— start of Records shown —
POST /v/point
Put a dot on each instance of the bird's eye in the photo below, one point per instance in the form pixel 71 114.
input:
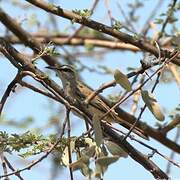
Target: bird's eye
pixel 66 69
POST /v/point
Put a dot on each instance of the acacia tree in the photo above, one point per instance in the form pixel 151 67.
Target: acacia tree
pixel 34 36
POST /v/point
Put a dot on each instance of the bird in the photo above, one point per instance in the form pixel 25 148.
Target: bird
pixel 79 91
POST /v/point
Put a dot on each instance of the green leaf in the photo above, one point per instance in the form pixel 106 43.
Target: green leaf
pixel 97 130
pixel 152 105
pixel 122 80
pixel 114 149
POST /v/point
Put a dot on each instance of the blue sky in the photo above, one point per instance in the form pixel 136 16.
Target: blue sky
pixel 26 103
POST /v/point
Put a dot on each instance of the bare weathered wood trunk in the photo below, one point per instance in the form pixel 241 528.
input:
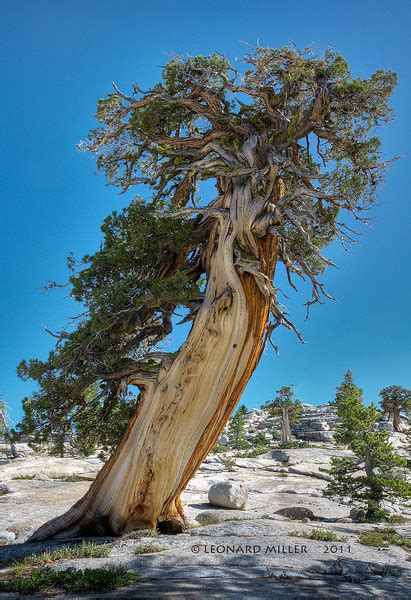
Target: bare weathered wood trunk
pixel 181 414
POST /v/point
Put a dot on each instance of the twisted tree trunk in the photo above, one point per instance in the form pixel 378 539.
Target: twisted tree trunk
pixel 182 413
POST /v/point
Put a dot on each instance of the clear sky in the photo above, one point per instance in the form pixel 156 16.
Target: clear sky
pixel 59 57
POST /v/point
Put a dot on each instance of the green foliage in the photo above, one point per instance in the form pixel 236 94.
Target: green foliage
pixel 70 580
pixel 128 288
pixel 83 550
pixel 320 534
pixel 310 117
pixel 376 472
pixel 396 400
pixel 148 549
pixel 384 536
pixel 287 409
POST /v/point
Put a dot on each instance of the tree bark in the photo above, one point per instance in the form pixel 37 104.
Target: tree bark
pixel 182 413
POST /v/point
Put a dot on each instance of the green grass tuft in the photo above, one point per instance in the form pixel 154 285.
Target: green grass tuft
pixel 148 549
pixel 320 534
pixel 70 580
pixel 83 550
pixel 384 536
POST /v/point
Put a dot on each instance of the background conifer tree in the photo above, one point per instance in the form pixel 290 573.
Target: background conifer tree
pixel 375 473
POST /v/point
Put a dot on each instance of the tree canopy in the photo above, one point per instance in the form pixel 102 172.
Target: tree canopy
pixel 376 472
pixel 288 121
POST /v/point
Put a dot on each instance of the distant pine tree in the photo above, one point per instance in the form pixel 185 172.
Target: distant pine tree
pixel 287 409
pixel 376 473
pixel 396 400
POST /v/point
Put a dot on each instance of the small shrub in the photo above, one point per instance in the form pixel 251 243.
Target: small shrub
pixel 319 534
pixel 71 580
pixel 384 536
pixel 228 462
pixel 83 550
pixel 148 549
pixel 396 520
pixel 139 533
pixel 256 451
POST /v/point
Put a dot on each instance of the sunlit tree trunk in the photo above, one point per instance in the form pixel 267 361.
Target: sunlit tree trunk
pixel 182 413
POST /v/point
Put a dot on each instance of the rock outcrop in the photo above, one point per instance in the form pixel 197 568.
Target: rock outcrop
pixel 228 494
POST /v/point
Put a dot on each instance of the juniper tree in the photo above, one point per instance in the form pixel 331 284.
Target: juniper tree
pixel 375 473
pixel 290 145
pixel 396 400
pixel 287 409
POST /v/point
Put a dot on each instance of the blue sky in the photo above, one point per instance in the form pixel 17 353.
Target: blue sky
— end of Records shown —
Task objective: Rewrite every line of the records above as a numbered list, skipping any blank lines. Leave the pictures out of your answer.

Solution below:
1. POST /v/point
2. Put a dot on each instance of the bird's eye in the photo below, one point per instance in the form pixel 71 114.
3. input:
4. Target: bird's eye
5. pixel 66 69
6. POST /v/point
7. Put a dot on each instance of the acacia tree in the photo above, one point per instance in the form pixel 151 67.
8. Target: acacia tree
9. pixel 34 36
10. POST /v/point
11. Put a dot on each instance of the bird in the photo above, one point per instance in the form pixel 25 148.
12. Target: bird
13. pixel 79 91
14. POST /v/point
15. Put a dot on each instance of the green leaf in the photo above, one point per instance in the form pixel 106 43.
16. Target: green leaf
17. pixel 97 130
18. pixel 152 105
19. pixel 122 80
20. pixel 114 149
21. POST /v/point
22. Put a dot on each instance of the blue sky in the photo above, one point per instance in the form pixel 136 16.
23. Target: blue sky
24. pixel 26 103
25. POST /v/point
26. Put a dot on each instance of the bare weathered wood trunk in the photo below, one point per instance in the form pixel 241 528.
27. input:
28. Target: bare weathered wood trunk
29. pixel 181 414
30. POST /v/point
31. Put a dot on each instance of the twisted tree trunk in the photo above, one point per instance in the form pixel 378 539.
32. Target: twisted tree trunk
33. pixel 182 413
34. POST /v/point
35. Put a dot on each instance of the clear sky in the photo above, one point per instance in the form pixel 156 16.
36. Target: clear sky
37. pixel 59 57
38. POST /v/point
39. Put a dot on each instance of the green foliage in the photo above, one point per instance in the form pixel 236 94.
40. Target: green foliage
41. pixel 70 580
42. pixel 128 288
43. pixel 83 550
44. pixel 320 534
45. pixel 310 117
46. pixel 376 472
47. pixel 396 400
48. pixel 148 549
49. pixel 384 536
50. pixel 287 409
51. POST /v/point
52. Put a dot on each instance of the tree bark in the photo above, one point per instance in the form pixel 37 104.
53. Target: tree bark
54. pixel 182 413
55. POST /v/point
56. Put a dot on each instance of the green grass tuft in the photo above, one point per instance in the form pixel 154 285.
57. Target: green grass tuft
58. pixel 148 549
59. pixel 320 534
60. pixel 70 580
61. pixel 83 550
62. pixel 384 536
63. POST /v/point
64. Put a dot on each instance of the background conifer tree in the photo above, one point per instance in the form pixel 290 573.
65. Target: background conifer tree
66. pixel 375 473
67. POST /v/point
68. Put a dot on each instance of the tree canopy in the photo above, one point per instance in the form pixel 102 172.
69. Target: tree canopy
70. pixel 376 472
71. pixel 288 121
72. POST /v/point
73. Put a dot on each instance of the distant pine tree in the photo above, one point per instance in the form pixel 185 172.
74. Target: distant pine tree
75. pixel 287 409
76. pixel 376 473
77. pixel 396 400
78. POST /v/point
79. Put a dot on each instance of the small shrub in the photo above, one point per instance in the form pixel 251 243.
80. Target: small shrub
81. pixel 319 534
82. pixel 71 580
83. pixel 384 536
84. pixel 228 462
85. pixel 83 550
86. pixel 148 549
87. pixel 396 520
88. pixel 139 533
89. pixel 256 451
90. POST /v/point
91. Put a dot on each instance of the sunlit tree trunk in the photo above, one point per instance in the form pixel 267 361.
92. Target: sunlit tree trunk
93. pixel 182 413
94. POST /v/point
95. Put a dot on each instance of the rock outcrop in the photo above, one point per instance in the form pixel 197 568.
96. Target: rock outcrop
97. pixel 228 494
98. POST /v/point
99. Put a dot on each instance of the juniper tree in the photo above, one point per instance in the form pixel 331 284.
100. Target: juniper tree
101. pixel 375 473
102. pixel 290 145
103. pixel 396 400
104. pixel 287 409
105. POST /v/point
106. Put a dot on each instance of the blue sky in the photo above, one point per instance in the form pixel 17 353.
107. Target: blue sky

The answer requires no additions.